PROBLEM:
State how many lines of the rows below contain the string "away", counting matches as case-sensitive. Reply with the number only.

Pointing rows:
/---

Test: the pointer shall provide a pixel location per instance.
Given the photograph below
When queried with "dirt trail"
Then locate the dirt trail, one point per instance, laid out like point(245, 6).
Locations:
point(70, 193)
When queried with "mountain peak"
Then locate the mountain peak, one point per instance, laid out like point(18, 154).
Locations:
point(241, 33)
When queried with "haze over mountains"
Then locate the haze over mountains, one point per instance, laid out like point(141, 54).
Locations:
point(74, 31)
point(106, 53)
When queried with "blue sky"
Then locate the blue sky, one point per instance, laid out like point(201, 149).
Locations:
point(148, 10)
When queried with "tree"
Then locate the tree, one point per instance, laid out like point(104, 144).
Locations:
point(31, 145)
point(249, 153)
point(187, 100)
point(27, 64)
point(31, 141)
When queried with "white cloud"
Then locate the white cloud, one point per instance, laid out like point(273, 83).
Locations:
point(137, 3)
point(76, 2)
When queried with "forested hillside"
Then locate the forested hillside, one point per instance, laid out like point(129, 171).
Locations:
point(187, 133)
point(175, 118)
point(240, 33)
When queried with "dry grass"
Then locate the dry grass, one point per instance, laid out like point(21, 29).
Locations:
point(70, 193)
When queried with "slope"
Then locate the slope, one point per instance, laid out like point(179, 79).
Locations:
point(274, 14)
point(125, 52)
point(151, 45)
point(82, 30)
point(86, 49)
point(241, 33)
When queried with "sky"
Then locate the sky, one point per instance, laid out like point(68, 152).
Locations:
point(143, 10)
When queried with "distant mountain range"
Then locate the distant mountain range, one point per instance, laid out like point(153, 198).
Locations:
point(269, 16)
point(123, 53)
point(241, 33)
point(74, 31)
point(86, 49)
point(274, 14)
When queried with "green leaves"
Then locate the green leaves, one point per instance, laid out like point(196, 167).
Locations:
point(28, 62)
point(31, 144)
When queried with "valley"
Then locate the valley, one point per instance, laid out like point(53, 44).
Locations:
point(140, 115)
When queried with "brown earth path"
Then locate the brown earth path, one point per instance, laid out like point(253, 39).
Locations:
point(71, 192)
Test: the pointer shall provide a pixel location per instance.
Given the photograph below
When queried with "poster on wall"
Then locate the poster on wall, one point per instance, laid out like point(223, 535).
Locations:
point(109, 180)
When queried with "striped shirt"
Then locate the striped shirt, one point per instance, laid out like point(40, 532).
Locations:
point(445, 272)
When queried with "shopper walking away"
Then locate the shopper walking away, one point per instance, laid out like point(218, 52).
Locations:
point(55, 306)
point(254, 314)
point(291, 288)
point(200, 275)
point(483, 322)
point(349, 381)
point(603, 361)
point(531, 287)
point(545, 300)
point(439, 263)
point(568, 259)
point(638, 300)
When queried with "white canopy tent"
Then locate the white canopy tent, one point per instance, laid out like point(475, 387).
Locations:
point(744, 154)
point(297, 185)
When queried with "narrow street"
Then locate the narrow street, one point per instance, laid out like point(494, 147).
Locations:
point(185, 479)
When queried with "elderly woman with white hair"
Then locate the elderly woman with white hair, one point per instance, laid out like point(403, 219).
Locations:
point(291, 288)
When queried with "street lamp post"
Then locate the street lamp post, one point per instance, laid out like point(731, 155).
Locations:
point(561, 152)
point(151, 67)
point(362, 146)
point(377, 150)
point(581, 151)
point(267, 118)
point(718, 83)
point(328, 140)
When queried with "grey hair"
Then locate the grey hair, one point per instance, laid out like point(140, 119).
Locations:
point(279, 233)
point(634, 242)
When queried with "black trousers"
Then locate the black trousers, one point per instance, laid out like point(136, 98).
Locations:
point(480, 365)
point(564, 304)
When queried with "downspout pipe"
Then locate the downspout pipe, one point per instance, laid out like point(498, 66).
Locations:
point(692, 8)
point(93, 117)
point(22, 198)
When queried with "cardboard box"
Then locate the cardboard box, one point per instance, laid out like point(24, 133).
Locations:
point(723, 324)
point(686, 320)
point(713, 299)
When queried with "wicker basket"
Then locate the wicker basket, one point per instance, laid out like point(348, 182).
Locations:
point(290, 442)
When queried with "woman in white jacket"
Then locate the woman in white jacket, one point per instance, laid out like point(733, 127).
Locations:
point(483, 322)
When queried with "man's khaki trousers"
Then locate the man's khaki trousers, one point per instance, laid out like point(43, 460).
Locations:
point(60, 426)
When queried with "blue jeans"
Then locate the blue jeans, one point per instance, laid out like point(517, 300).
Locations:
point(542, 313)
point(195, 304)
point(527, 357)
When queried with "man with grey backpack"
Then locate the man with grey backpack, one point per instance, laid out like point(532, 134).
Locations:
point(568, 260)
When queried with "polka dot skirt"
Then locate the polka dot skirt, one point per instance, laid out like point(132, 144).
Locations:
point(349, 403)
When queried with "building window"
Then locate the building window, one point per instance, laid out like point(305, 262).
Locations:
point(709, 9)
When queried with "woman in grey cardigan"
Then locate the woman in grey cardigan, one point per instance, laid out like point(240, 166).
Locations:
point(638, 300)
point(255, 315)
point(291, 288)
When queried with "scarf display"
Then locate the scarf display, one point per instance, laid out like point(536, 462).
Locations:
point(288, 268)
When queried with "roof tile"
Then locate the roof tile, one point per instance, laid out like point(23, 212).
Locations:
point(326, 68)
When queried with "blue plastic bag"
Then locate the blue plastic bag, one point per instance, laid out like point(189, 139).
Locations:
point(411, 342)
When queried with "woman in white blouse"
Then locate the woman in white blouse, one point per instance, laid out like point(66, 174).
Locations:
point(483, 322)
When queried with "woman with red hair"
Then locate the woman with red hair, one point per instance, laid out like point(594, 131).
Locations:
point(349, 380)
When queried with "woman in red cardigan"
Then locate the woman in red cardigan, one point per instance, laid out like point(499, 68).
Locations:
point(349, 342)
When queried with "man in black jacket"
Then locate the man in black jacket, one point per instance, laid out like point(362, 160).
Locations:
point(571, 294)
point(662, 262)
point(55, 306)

\---

THE ANSWER:
2